### Exercise directions
The output must be the data, printed exactly as written.

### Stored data
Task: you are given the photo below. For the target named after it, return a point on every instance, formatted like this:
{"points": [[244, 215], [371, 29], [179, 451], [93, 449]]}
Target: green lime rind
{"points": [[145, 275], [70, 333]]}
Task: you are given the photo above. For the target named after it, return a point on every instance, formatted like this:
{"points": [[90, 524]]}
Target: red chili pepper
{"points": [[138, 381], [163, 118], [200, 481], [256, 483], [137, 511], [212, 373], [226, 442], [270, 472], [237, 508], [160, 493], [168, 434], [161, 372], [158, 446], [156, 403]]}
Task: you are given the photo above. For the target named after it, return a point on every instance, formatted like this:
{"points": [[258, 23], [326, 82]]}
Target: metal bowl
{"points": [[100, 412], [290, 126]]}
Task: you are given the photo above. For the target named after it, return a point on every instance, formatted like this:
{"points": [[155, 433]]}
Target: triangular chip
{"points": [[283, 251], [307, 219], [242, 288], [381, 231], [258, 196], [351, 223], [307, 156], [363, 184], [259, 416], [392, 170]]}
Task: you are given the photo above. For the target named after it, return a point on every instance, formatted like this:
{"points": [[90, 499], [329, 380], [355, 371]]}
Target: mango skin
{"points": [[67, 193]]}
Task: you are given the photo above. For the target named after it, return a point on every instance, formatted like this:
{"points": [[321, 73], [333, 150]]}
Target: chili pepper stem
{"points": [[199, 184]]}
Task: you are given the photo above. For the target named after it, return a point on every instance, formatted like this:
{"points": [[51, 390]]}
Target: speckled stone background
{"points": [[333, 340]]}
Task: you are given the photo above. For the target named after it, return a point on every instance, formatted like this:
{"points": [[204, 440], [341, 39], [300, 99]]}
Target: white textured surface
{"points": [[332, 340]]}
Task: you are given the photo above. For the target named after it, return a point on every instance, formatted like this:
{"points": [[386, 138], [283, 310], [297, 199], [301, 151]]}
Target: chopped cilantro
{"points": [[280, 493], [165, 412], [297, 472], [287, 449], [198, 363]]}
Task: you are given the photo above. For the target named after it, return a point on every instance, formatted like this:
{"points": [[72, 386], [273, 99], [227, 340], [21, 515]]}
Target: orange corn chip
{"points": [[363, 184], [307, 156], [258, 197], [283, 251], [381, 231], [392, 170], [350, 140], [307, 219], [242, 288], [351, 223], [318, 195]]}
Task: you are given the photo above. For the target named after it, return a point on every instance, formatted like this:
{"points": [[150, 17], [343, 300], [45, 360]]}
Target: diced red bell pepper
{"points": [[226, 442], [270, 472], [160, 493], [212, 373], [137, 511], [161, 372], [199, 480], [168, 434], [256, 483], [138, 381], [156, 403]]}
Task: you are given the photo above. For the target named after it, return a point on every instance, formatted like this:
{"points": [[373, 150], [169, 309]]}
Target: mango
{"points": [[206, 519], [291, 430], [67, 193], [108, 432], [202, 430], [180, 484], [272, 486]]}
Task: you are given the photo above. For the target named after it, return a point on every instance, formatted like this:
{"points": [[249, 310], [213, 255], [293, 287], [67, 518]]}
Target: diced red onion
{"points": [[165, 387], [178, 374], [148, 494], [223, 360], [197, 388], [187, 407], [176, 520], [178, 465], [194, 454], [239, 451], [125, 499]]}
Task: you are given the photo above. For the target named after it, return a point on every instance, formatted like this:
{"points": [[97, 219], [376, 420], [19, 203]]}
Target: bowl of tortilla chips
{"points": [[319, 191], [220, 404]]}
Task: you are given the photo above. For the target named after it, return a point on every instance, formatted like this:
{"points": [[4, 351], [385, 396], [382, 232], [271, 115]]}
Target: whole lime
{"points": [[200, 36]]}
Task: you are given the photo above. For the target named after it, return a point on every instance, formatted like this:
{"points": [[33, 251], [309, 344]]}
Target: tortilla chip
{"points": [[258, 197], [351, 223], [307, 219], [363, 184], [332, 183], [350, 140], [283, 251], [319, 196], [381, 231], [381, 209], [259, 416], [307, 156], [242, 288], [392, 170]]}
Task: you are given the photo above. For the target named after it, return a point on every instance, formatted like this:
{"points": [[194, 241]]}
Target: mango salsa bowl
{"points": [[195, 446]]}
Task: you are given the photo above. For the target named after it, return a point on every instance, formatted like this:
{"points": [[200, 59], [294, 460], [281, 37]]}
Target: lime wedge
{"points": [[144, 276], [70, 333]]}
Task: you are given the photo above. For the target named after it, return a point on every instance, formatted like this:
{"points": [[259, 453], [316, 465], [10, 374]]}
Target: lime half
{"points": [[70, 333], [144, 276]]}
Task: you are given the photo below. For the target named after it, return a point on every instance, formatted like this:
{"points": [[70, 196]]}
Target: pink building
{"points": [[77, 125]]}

### Output for this exercise
Task: you are given the photo below. For the target named after it, return a point on every instance, formatted like this:
{"points": [[244, 215], [371, 29], [179, 451], [93, 449]]}
Target: green lime rind
{"points": [[145, 275], [70, 333]]}
Task: you are given the photo above. For the target named after it, return a point on every instance, formatted like this:
{"points": [[90, 524]]}
Target: red chili pepper
{"points": [[138, 381], [163, 118], [200, 481], [256, 483], [137, 511], [212, 373], [226, 442], [270, 472], [237, 508], [160, 493], [168, 434], [161, 372], [158, 446], [156, 403]]}
Task: you are given the photo above. For the target named after it, return a point on every instance, formatted like this:
{"points": [[258, 23], [326, 82]]}
Target: metal bowl
{"points": [[100, 412], [290, 126]]}
Task: you are given the photo above. For the target named after it, return a point on every instance, formatted like this:
{"points": [[155, 433]]}
Target: triangular chip
{"points": [[283, 251], [307, 219], [242, 288], [381, 231], [258, 196], [351, 223], [307, 156], [363, 184], [259, 416], [392, 170]]}
Task: you are given the photo above. For the target named after it, return a point on every instance, formatted like this:
{"points": [[90, 499], [329, 380], [355, 371]]}
Target: mango skin
{"points": [[67, 193]]}
Task: you are given the photo above. For the target named after it, return a point on every instance, formatted like this:
{"points": [[321, 73], [333, 150]]}
Target: chili pepper stem
{"points": [[199, 184]]}
Task: you are given the photo above. For the target named after it, return a point on every instance, formatted like this:
{"points": [[51, 390]]}
Target: speckled stone background
{"points": [[333, 340]]}
Task: you are given the photo above. For the target named after it, return a point on every instance, formatted like this:
{"points": [[204, 440], [341, 39], [300, 99]]}
Target: white textured surface
{"points": [[332, 340]]}
Task: you are given the photo above. For the target named after it, return a point on every instance, formatted like this:
{"points": [[386, 138], [283, 310], [297, 199], [301, 151]]}
Target: chopped cilantro
{"points": [[280, 493], [165, 412], [297, 472], [287, 449], [198, 363]]}
Task: you are given the photo above. For the target named after it, return a point on every instance, formatted like this:
{"points": [[72, 386], [273, 99], [227, 340], [21, 515]]}
Target: orange corn chip
{"points": [[363, 184], [307, 156], [258, 197], [283, 251], [381, 231], [392, 170], [350, 140], [307, 219], [242, 288], [351, 223], [318, 195]]}
Task: you are given the photo above. For the target named after it, return a point on every instance, formatted like this:
{"points": [[150, 17], [343, 300], [45, 360]]}
Target: diced red bell pepper
{"points": [[226, 442], [270, 472], [160, 493], [212, 373], [137, 511], [161, 372], [199, 480], [168, 434], [256, 483], [138, 381], [156, 403]]}
Task: you are given the photo above. For the target named after it, return a point on every instance, formatted like this:
{"points": [[373, 150], [169, 309]]}
Target: mango
{"points": [[206, 519], [291, 430], [67, 193], [108, 432], [202, 430], [180, 484], [272, 486]]}
Task: you are given the photo above. For the target named after it, return a point on every instance, formatted like this:
{"points": [[249, 310], [213, 255], [293, 287], [67, 518]]}
Target: diced red onion
{"points": [[165, 387], [178, 374], [148, 494], [223, 360], [197, 388], [187, 407], [176, 520], [178, 465], [194, 454], [239, 451], [125, 499]]}
Task: you are given the photo above. For the target named after it, return a point on every instance, formatted like this:
{"points": [[97, 219], [376, 420], [19, 203]]}
Target: bowl of tortilla chips
{"points": [[319, 191], [220, 404]]}
Task: you are given the photo above. For the target named after it, return a point on every instance, formatted like this:
{"points": [[4, 351], [385, 396], [382, 232], [271, 115]]}
Target: whole lime
{"points": [[200, 36]]}
Task: you are given the photo above. For the target named after it, return a point on every instance, formatted like this:
{"points": [[33, 251], [309, 344]]}
Target: tortilla chip
{"points": [[258, 197], [351, 223], [307, 219], [363, 184], [332, 183], [350, 140], [283, 251], [319, 196], [381, 231], [381, 209], [259, 416], [307, 156], [242, 288], [392, 170]]}
Task: you are given the photo above. For the target named after it, return a point on every instance, formatted like this:
{"points": [[194, 241]]}
Target: mango salsa bowl
{"points": [[195, 446]]}
Task: you are given the photo above. For the target named after it, return a point on every instance, formatted like this:
{"points": [[200, 59], [294, 460], [281, 37]]}
Target: lime wedge
{"points": [[144, 276], [70, 333]]}
Task: you are given the photo above. For the target named after it, return a point on every instance, formatted like this:
{"points": [[259, 453], [316, 465], [10, 374]]}
Target: lime half
{"points": [[70, 333], [144, 276]]}
Task: you are given the photo below. For the target named after it, return a point on every instance, formatted like this:
{"points": [[70, 196]]}
Target: pink building
{"points": [[77, 125]]}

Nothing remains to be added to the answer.